> _Set problem_:
Put every line of the records below into a numbered list, omitting any blank lines.
# Start of Listed records
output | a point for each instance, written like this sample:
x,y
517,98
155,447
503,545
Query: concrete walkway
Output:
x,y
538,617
# End of Listed records
> _Answer to the task_:
1. output | a point for each instance, written like this sample:
2. x,y
3. 517,98
4. 155,447
5. 503,545
6. Query: concrete walkway
7. Output:
8. x,y
9. 538,617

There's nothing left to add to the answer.